* Begin Given data *
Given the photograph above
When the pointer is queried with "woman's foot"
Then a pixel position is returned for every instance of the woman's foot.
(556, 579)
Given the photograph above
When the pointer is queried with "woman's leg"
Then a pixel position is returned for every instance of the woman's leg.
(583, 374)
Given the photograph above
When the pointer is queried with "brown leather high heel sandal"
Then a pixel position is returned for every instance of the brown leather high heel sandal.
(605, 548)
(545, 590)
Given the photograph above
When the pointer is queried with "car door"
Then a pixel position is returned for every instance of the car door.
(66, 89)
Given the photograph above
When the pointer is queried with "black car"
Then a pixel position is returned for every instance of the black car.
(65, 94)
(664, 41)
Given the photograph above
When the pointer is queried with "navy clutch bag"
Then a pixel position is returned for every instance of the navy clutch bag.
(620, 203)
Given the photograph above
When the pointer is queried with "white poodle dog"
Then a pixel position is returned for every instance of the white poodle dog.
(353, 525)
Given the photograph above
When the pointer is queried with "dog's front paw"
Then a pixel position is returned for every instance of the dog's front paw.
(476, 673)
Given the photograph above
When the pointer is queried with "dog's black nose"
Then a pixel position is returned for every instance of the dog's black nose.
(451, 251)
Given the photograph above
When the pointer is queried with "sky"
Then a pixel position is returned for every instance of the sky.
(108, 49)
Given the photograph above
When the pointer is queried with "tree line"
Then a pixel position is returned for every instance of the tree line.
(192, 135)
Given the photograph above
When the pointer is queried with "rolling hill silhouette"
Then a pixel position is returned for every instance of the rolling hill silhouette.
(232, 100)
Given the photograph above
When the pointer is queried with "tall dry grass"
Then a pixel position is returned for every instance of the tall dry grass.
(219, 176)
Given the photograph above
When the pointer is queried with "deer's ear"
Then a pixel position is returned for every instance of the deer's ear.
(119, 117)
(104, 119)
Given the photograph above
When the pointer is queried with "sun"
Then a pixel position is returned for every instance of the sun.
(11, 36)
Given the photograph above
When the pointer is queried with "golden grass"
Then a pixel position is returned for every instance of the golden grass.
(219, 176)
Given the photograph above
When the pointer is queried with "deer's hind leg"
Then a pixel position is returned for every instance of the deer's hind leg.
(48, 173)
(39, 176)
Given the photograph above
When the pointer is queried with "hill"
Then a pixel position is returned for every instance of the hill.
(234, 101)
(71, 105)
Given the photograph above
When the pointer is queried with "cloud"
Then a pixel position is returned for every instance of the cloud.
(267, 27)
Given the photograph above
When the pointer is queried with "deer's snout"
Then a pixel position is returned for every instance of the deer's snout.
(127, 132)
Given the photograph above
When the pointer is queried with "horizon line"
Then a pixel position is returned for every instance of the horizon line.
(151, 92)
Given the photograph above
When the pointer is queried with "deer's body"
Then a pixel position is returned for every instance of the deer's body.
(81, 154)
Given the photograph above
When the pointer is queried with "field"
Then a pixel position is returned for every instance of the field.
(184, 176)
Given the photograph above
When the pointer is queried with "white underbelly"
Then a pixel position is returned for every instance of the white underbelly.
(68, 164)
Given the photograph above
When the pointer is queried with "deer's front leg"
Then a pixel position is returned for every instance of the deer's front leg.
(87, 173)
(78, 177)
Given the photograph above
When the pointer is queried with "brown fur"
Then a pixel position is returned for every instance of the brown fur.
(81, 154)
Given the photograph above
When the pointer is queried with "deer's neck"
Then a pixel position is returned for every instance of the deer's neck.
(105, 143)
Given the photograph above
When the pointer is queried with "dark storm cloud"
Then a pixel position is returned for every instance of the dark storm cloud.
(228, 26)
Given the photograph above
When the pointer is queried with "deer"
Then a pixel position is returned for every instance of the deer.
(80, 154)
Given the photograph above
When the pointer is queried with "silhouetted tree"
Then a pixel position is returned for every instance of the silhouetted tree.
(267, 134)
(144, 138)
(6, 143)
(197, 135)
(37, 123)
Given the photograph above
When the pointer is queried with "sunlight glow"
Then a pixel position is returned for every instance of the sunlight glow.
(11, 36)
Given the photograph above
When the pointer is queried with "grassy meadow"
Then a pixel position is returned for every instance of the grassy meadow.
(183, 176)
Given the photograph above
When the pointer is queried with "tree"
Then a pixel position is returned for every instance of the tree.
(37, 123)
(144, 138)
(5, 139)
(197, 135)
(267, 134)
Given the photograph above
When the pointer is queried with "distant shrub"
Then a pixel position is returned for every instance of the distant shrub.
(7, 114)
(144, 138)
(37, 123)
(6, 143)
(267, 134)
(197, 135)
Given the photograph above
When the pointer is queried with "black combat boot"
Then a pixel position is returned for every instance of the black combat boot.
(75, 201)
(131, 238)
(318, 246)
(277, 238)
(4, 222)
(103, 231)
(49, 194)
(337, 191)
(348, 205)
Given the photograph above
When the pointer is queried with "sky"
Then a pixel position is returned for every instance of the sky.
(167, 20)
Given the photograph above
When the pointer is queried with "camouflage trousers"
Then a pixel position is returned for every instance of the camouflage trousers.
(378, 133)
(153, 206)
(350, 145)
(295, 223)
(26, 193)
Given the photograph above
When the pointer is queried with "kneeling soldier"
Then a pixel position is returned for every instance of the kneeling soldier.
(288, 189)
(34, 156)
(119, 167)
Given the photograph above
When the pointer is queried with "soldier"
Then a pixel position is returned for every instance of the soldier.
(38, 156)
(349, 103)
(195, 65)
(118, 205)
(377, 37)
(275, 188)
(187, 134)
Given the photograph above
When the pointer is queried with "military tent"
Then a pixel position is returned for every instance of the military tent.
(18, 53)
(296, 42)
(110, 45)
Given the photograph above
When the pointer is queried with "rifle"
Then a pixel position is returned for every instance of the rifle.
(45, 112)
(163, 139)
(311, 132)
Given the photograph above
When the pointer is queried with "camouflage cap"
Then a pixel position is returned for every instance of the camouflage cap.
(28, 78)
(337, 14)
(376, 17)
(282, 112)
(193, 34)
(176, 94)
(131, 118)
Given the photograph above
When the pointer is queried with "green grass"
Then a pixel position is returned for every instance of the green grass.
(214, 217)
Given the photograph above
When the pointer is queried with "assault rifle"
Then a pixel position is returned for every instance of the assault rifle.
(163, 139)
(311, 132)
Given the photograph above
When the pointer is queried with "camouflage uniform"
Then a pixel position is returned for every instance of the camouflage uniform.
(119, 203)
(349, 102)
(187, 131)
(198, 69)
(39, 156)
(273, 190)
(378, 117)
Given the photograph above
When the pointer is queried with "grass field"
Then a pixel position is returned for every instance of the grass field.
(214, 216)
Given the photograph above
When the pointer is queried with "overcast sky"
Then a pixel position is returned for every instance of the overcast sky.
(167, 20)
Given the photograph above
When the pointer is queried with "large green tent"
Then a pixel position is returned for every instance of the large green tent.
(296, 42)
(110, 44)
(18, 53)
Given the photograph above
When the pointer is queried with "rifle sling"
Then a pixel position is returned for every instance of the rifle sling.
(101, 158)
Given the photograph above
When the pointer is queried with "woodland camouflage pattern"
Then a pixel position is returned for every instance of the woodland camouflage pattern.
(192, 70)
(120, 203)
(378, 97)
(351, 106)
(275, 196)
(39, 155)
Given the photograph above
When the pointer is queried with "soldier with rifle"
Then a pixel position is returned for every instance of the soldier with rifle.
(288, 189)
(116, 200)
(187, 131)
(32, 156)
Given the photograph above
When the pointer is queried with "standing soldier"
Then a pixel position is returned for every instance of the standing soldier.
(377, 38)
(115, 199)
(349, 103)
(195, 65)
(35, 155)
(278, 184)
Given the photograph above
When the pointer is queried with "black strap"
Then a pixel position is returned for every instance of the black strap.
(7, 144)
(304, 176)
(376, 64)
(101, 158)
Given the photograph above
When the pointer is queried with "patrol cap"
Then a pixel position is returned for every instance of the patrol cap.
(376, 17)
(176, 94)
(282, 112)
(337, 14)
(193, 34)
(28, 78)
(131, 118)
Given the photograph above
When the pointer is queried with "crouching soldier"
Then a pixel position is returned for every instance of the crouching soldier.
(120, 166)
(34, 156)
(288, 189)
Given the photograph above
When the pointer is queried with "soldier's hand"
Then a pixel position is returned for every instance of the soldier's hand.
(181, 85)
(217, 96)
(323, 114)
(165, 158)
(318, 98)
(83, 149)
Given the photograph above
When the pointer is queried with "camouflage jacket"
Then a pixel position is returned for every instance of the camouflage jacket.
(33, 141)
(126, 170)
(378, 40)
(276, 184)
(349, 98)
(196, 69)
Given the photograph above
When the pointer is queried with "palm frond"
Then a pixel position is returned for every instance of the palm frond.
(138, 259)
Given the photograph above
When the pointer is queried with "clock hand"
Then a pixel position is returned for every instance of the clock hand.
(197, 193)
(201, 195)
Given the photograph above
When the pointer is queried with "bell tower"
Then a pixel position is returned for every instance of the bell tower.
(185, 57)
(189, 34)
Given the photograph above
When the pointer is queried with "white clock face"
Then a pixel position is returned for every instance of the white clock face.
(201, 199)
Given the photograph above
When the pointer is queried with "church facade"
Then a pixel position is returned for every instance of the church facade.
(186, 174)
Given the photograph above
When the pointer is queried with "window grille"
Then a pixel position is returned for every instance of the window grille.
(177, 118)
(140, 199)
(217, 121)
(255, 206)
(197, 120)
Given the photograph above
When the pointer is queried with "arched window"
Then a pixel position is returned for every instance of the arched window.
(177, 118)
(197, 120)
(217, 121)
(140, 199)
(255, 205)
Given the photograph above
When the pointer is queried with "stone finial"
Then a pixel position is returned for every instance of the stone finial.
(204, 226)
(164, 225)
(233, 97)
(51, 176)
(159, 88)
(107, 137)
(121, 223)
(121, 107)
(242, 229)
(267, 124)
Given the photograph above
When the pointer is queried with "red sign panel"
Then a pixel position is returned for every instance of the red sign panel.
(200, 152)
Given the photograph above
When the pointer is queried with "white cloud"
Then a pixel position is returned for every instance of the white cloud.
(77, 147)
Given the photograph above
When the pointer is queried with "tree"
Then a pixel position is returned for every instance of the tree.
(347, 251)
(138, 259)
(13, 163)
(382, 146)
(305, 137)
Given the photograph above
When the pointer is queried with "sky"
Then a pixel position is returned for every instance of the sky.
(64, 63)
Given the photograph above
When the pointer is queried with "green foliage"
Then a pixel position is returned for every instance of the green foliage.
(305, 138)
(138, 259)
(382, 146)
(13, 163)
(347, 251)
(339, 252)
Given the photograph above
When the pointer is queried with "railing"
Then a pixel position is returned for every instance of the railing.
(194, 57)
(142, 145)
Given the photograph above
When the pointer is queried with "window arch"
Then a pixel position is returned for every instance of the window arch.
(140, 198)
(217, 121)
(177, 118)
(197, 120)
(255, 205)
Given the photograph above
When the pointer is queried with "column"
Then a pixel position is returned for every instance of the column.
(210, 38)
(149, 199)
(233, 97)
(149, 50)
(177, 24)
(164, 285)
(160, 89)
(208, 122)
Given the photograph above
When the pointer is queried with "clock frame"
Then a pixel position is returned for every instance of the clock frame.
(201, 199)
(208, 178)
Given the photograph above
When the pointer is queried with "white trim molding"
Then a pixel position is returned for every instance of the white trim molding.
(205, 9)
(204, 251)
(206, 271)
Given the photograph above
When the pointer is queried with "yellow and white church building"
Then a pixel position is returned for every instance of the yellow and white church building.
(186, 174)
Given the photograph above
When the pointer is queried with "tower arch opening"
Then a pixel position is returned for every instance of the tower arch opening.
* End Given data *
_Stated goal_:
Please count how many lines in the records above contain the word "sunlight" and give only that number.

_Correct output_:
2